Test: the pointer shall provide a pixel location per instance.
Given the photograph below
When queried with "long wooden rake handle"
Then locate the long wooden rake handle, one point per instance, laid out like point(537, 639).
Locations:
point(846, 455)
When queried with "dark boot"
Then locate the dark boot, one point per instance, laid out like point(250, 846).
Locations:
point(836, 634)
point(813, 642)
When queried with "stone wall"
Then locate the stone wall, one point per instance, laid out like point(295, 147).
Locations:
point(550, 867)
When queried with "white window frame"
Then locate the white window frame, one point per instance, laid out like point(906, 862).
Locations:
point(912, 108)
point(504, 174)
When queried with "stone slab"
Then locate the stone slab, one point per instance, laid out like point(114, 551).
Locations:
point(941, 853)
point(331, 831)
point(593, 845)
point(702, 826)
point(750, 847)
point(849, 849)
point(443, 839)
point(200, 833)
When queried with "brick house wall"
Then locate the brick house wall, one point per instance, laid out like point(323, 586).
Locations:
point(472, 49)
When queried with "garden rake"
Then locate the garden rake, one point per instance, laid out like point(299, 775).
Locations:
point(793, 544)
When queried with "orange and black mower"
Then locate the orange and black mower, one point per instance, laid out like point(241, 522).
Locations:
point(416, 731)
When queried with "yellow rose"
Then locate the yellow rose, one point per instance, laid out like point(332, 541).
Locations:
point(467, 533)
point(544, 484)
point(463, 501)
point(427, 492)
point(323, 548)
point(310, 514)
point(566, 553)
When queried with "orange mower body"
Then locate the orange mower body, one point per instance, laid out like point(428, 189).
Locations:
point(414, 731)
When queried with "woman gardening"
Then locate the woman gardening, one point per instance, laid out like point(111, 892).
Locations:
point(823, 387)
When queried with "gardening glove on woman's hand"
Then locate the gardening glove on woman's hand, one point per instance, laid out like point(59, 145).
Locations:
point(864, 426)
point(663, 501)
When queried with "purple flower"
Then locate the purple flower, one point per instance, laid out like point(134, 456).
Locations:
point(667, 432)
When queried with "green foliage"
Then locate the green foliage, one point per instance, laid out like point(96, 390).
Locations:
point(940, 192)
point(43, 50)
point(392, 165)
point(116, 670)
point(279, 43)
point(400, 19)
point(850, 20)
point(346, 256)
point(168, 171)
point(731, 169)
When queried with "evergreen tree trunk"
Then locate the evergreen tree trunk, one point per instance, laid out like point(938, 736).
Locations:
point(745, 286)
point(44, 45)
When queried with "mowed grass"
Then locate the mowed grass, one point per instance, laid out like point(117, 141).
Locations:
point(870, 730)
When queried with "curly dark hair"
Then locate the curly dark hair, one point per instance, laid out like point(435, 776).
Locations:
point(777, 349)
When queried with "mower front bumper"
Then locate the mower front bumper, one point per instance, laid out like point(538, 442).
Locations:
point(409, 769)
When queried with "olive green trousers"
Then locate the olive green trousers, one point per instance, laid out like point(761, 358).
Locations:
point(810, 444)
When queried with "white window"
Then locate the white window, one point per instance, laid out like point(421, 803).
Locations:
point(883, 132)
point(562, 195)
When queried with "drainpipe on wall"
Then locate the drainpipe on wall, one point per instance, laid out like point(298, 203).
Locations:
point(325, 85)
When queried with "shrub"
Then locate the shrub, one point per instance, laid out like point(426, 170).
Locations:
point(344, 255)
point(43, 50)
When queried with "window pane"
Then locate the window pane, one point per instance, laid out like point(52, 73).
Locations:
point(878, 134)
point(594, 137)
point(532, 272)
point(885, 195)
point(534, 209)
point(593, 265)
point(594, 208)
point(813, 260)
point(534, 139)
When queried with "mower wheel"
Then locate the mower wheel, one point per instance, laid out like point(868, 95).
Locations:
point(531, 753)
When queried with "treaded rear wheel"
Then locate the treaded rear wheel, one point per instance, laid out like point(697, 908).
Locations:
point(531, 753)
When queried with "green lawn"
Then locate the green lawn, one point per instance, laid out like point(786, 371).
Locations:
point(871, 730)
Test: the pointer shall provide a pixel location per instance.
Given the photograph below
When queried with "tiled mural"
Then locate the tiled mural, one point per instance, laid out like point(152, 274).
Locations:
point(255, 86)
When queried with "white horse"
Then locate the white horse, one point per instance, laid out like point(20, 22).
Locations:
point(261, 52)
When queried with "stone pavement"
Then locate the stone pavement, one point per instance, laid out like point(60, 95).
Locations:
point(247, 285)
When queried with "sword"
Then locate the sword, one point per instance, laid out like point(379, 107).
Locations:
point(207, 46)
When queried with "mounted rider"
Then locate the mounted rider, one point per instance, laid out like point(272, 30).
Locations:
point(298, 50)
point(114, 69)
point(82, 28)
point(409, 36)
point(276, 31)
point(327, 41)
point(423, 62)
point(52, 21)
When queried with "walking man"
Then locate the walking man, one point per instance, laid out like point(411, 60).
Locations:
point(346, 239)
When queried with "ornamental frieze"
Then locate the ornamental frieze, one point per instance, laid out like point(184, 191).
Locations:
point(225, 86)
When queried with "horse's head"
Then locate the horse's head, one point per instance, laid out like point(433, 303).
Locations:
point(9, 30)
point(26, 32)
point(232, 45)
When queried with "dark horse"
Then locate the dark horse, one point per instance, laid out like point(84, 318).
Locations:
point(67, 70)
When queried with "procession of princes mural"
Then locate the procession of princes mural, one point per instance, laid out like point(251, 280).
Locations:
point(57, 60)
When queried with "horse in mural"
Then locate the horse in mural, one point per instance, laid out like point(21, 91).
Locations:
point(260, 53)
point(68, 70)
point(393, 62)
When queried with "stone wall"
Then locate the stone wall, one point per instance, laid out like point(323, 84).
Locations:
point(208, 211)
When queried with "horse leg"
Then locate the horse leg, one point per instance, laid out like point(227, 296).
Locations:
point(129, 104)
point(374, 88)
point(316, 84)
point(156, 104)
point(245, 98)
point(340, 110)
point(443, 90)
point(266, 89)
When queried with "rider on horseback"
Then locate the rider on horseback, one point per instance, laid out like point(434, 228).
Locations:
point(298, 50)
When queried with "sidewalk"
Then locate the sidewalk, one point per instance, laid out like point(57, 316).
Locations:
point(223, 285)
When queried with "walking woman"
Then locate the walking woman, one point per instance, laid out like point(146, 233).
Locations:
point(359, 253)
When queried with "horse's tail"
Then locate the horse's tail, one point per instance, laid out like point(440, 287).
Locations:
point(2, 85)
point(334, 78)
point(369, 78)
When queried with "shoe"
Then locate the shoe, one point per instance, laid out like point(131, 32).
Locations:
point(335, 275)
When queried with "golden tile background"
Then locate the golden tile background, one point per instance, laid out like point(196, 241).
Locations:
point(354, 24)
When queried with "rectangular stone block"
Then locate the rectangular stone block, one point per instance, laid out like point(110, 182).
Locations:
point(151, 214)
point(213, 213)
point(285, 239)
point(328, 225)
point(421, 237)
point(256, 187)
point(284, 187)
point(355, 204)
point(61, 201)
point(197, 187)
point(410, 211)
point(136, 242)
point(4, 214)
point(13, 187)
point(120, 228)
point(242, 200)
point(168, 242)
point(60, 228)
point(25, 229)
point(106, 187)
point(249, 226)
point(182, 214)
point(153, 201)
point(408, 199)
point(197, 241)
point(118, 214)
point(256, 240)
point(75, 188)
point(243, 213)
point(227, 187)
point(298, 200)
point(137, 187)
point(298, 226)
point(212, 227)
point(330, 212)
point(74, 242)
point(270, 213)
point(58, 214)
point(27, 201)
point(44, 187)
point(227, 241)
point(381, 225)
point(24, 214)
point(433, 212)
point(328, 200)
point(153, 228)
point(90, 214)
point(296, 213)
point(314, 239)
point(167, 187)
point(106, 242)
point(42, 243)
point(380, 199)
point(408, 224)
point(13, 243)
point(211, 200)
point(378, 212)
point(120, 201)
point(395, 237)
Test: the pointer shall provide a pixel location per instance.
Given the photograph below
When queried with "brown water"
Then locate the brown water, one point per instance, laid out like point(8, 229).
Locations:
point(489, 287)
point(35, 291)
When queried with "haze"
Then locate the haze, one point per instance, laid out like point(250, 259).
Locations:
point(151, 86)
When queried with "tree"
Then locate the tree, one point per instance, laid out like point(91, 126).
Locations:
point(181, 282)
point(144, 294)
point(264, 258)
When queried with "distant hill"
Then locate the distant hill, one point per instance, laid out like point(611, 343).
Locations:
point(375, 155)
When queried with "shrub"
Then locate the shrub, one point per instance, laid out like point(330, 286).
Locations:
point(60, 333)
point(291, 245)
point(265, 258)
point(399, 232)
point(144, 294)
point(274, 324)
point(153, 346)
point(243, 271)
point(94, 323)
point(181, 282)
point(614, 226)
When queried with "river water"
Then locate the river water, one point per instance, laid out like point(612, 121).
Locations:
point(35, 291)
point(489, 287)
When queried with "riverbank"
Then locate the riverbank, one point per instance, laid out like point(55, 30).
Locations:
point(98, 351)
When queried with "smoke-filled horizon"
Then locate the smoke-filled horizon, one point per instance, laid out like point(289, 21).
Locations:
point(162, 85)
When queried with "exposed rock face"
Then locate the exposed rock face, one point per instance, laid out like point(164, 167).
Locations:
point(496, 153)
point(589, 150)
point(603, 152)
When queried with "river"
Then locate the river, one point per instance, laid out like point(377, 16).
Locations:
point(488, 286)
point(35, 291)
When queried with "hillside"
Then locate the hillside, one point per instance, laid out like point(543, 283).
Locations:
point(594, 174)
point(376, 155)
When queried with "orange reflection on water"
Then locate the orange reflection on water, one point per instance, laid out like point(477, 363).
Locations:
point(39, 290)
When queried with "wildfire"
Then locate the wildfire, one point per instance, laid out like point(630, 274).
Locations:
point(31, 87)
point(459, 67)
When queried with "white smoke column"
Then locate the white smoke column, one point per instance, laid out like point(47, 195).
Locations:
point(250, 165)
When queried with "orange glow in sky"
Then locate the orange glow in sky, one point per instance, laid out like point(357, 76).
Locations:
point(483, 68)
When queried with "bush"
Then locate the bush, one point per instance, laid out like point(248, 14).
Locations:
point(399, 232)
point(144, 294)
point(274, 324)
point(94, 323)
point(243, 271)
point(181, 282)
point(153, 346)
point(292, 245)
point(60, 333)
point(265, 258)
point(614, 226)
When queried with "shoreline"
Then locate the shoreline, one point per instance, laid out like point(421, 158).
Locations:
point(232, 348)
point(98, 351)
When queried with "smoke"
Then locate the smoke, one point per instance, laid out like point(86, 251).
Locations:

---+---

## Task prompt
Each line above where the word "yellow" occurs should be returned in full.

## Written reply
When queried with "yellow rose"
Then locate the yellow rose, one point per instance, laid out like point(332, 541).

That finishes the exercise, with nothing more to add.